→ YOUR TASK: Exactly reproduce the data from its first line through the line with "query: white cloud", leaving out every line after it.

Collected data

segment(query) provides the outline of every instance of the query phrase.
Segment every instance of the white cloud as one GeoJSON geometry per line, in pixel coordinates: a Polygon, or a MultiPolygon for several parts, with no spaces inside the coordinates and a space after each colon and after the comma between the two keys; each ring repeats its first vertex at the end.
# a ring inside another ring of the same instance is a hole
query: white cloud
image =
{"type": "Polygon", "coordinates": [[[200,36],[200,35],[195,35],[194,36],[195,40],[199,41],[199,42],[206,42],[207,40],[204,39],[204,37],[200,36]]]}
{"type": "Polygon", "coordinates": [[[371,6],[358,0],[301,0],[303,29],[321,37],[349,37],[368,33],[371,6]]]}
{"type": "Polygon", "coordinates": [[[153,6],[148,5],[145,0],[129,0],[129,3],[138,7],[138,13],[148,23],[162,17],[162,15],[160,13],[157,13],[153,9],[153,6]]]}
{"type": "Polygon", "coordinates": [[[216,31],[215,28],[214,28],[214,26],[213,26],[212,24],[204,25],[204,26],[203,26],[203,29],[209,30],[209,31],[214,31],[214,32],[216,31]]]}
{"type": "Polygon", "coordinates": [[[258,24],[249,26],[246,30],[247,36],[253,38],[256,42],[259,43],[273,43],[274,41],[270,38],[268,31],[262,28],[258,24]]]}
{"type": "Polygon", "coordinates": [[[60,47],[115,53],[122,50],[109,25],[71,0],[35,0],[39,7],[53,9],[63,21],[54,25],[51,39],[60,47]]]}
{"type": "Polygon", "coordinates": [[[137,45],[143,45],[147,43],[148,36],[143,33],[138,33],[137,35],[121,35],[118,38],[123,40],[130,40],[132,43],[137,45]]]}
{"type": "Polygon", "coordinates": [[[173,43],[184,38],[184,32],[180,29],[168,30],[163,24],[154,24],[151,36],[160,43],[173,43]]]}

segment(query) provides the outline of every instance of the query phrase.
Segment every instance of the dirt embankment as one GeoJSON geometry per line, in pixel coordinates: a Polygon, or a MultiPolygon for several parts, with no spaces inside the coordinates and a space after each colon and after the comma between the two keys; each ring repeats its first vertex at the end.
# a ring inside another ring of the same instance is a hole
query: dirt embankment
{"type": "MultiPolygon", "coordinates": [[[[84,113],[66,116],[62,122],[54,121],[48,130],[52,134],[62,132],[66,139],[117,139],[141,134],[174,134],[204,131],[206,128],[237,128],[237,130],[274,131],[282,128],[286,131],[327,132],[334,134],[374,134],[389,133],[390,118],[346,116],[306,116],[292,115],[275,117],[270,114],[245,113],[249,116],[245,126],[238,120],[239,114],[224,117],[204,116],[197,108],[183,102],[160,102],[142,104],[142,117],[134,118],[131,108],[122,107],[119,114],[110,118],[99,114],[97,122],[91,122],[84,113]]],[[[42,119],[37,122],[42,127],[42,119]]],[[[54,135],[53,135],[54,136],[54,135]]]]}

→ ANSWER BOX:
segment(query) provides the outline of every instance of the query phrase.
Segment every instance of the white cloud as one GeoJSON geometry per line, in pixel coordinates: a Polygon, or a MultiPolygon for several parts, with no spaces inside the coordinates and a space after each colon and after the comma between the two keys; each ring repeats its first vertex at the end.
# a ring inside another ring of the same instance is a hole
query: white cloud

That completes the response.